(Stored records)
=== Begin Enclosure ===

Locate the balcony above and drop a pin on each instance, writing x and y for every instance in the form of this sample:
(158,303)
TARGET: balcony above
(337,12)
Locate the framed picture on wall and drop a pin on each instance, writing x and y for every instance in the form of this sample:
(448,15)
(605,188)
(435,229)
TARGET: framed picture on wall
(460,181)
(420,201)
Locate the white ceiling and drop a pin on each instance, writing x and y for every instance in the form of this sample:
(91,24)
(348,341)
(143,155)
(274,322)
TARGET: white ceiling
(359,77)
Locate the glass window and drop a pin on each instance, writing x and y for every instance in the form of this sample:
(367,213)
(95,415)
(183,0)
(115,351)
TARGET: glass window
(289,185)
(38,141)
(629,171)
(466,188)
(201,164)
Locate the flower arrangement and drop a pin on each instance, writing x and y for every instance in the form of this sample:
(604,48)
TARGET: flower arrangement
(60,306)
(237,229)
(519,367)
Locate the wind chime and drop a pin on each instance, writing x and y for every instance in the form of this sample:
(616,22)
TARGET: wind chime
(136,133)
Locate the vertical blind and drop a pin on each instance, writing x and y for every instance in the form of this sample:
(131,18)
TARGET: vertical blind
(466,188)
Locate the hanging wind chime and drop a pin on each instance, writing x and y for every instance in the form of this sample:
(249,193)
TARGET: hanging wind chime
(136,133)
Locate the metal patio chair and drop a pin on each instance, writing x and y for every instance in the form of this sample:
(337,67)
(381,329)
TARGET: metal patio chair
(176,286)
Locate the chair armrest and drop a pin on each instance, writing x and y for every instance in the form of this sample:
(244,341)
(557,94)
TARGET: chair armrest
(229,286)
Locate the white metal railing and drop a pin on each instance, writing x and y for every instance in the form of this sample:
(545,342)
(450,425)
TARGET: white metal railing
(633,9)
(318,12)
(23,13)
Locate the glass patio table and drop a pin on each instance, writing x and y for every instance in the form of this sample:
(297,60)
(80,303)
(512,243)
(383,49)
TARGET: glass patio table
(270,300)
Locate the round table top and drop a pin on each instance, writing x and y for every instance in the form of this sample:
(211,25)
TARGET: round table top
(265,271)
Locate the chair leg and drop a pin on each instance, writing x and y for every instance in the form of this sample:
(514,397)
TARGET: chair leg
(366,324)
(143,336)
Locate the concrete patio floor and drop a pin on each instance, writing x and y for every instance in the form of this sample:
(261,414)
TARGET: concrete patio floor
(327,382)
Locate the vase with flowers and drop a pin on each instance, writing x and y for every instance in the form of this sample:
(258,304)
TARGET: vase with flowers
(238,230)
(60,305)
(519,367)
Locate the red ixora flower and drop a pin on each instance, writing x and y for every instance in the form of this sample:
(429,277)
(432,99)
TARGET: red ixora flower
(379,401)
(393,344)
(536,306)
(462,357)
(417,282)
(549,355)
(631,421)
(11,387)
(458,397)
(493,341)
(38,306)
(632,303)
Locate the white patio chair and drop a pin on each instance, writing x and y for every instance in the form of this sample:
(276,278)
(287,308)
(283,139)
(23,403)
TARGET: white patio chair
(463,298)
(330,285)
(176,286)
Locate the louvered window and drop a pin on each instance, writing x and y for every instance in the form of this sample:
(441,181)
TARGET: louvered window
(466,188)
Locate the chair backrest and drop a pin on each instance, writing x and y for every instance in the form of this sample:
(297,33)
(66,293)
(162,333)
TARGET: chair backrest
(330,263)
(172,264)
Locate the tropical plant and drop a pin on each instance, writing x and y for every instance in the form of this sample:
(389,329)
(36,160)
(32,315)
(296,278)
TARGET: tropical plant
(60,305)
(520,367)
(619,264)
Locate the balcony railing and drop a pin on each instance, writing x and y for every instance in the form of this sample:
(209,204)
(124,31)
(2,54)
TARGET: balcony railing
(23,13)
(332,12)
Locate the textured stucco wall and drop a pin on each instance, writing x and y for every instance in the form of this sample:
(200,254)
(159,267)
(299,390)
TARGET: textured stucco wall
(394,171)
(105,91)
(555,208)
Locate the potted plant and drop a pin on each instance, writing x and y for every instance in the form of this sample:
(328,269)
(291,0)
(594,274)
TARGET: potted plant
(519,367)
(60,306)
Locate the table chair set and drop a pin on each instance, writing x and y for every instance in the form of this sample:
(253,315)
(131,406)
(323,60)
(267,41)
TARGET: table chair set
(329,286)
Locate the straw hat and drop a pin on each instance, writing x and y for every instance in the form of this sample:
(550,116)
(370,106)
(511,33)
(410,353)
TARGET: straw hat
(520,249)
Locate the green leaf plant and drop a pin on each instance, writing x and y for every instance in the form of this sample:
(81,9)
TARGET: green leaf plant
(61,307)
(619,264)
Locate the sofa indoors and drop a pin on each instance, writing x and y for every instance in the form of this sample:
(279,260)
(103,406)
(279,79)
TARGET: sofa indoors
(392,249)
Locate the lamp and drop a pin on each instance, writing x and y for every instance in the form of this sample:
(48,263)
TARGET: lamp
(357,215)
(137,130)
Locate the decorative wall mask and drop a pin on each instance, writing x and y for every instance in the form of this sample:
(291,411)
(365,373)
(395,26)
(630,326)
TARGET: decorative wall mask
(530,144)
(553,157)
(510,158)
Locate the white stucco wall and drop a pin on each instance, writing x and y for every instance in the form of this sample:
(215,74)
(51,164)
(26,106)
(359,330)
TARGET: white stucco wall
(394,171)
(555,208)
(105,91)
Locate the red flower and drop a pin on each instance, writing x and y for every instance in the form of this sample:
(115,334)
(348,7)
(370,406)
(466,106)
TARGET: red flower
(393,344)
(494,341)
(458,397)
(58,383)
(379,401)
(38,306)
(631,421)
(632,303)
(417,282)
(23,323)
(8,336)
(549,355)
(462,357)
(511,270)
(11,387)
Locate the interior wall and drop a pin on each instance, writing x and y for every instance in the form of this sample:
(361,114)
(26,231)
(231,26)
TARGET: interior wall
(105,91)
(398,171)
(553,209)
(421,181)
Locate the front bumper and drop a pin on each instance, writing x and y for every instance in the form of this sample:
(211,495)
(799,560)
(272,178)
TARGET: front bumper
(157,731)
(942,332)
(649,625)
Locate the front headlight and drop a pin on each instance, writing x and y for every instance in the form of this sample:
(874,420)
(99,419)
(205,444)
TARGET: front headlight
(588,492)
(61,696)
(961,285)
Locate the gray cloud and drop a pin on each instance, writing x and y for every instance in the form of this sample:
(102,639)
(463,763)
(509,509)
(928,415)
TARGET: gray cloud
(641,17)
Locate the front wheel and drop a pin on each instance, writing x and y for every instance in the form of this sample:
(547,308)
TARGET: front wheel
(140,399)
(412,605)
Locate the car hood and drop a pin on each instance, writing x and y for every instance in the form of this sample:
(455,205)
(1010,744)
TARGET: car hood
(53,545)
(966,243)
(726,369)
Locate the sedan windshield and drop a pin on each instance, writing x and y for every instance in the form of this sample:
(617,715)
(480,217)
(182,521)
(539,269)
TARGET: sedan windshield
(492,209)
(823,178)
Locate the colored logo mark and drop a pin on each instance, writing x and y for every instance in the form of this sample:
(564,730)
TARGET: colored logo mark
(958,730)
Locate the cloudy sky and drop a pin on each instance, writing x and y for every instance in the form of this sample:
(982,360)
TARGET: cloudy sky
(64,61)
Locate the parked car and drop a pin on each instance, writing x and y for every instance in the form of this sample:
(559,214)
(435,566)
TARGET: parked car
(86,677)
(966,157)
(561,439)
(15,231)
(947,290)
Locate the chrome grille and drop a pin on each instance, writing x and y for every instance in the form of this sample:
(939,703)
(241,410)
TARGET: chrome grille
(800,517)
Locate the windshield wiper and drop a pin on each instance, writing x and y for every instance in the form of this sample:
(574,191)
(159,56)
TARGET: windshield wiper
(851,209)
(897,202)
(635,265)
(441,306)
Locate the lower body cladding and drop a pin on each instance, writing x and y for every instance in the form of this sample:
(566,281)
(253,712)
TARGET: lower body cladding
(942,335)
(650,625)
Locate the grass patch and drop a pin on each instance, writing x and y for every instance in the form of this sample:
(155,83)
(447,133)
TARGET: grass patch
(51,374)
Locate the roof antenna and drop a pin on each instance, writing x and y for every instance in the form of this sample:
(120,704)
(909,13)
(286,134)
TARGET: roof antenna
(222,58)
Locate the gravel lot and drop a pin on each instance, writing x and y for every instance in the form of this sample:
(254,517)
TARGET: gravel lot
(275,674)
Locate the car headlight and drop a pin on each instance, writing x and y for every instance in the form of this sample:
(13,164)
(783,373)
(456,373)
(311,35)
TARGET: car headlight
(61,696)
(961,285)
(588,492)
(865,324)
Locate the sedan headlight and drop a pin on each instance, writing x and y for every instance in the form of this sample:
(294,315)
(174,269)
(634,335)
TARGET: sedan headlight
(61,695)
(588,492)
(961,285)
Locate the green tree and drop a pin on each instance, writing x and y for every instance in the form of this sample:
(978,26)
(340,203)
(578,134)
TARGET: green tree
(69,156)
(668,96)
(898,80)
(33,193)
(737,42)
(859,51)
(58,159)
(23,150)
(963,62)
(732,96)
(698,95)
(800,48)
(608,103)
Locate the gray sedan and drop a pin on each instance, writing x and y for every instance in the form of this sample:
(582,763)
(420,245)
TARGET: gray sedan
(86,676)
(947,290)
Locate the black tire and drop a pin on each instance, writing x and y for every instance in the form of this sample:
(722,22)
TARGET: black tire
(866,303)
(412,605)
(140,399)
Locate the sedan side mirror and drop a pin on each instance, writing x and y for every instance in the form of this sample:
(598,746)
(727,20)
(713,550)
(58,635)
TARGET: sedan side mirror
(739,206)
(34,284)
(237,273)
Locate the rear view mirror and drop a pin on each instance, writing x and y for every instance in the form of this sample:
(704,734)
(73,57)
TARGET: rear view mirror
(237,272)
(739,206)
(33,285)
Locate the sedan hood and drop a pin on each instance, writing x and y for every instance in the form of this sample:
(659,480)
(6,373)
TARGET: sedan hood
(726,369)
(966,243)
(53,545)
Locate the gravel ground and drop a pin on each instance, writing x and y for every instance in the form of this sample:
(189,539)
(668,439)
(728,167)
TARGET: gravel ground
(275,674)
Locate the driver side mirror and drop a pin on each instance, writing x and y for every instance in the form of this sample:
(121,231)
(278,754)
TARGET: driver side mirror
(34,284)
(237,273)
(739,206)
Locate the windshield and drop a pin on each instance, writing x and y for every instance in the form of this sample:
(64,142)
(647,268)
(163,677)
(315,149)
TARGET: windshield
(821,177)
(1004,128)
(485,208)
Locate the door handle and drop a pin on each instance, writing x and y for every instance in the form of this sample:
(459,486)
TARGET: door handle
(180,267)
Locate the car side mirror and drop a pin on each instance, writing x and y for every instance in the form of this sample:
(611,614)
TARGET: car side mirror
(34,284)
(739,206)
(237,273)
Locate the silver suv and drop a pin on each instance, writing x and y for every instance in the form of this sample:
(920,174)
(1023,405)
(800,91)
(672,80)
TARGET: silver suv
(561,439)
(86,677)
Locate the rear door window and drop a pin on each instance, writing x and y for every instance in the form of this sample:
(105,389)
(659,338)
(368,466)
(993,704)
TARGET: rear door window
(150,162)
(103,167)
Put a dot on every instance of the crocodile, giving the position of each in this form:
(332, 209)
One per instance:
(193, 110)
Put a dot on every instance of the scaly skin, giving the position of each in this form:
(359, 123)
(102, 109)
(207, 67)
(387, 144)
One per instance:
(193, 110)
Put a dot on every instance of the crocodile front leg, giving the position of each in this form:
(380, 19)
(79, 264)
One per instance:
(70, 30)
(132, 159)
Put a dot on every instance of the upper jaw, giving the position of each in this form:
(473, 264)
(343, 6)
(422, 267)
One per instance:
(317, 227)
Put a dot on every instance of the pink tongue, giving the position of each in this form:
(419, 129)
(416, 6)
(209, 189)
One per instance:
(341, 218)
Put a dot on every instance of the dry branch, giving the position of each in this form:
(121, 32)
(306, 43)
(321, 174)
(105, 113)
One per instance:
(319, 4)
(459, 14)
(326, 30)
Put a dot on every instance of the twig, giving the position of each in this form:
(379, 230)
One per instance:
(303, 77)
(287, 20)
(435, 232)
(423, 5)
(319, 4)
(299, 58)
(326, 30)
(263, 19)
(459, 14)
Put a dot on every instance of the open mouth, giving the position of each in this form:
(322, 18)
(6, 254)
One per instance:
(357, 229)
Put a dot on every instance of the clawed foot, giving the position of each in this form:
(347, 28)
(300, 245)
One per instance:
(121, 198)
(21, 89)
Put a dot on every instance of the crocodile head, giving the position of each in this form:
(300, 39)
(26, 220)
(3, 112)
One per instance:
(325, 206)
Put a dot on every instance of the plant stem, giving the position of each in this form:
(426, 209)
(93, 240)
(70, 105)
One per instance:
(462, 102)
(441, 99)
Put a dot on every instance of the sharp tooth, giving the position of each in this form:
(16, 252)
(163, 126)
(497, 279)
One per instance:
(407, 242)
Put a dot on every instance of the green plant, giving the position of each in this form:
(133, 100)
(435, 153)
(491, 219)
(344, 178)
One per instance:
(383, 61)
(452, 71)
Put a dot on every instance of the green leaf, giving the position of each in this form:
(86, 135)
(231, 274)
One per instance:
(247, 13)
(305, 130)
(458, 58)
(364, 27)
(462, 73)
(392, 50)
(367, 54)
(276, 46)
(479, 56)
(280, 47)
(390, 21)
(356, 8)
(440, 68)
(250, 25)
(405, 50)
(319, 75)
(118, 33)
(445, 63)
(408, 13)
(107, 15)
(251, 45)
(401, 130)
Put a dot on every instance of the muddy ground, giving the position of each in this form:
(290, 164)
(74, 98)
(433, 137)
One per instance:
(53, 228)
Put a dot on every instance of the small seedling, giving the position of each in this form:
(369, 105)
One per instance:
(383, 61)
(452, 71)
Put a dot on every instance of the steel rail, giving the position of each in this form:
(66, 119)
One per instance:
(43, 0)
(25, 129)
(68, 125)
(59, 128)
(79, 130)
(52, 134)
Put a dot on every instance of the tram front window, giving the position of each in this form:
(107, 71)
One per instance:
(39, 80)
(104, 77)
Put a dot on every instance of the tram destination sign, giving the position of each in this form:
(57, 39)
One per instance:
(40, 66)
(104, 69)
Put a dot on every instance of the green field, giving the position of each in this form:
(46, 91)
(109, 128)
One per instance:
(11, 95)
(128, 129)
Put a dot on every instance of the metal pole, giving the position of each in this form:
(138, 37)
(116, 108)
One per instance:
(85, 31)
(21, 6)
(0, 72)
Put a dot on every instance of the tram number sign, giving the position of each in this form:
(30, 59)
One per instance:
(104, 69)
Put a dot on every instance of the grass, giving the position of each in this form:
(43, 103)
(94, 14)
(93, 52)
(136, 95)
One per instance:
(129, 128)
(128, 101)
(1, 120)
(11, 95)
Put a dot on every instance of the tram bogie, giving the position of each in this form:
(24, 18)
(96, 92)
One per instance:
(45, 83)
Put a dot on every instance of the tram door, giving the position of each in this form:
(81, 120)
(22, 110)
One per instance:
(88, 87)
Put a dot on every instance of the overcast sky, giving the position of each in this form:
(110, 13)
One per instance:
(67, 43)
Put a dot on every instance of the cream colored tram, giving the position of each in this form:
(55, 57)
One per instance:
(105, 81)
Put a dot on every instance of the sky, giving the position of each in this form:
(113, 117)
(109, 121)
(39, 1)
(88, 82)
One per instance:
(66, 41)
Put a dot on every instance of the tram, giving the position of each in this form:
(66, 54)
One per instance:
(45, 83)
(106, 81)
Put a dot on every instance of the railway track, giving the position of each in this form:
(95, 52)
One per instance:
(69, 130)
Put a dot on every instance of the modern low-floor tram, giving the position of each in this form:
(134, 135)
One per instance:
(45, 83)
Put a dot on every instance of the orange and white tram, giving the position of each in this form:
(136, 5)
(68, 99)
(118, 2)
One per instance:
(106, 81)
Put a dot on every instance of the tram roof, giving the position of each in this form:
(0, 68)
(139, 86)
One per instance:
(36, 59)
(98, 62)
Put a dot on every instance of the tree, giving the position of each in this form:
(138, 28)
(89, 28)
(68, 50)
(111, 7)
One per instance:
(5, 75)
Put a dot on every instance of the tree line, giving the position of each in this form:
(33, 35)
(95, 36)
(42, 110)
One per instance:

=== End Enclosure ===

- _PROBLEM REQUIREMENTS_: Find the count of lines in the data above where the string "tram" occurs. Provide that number alone.

- _EXERCISE ANSWER_: 10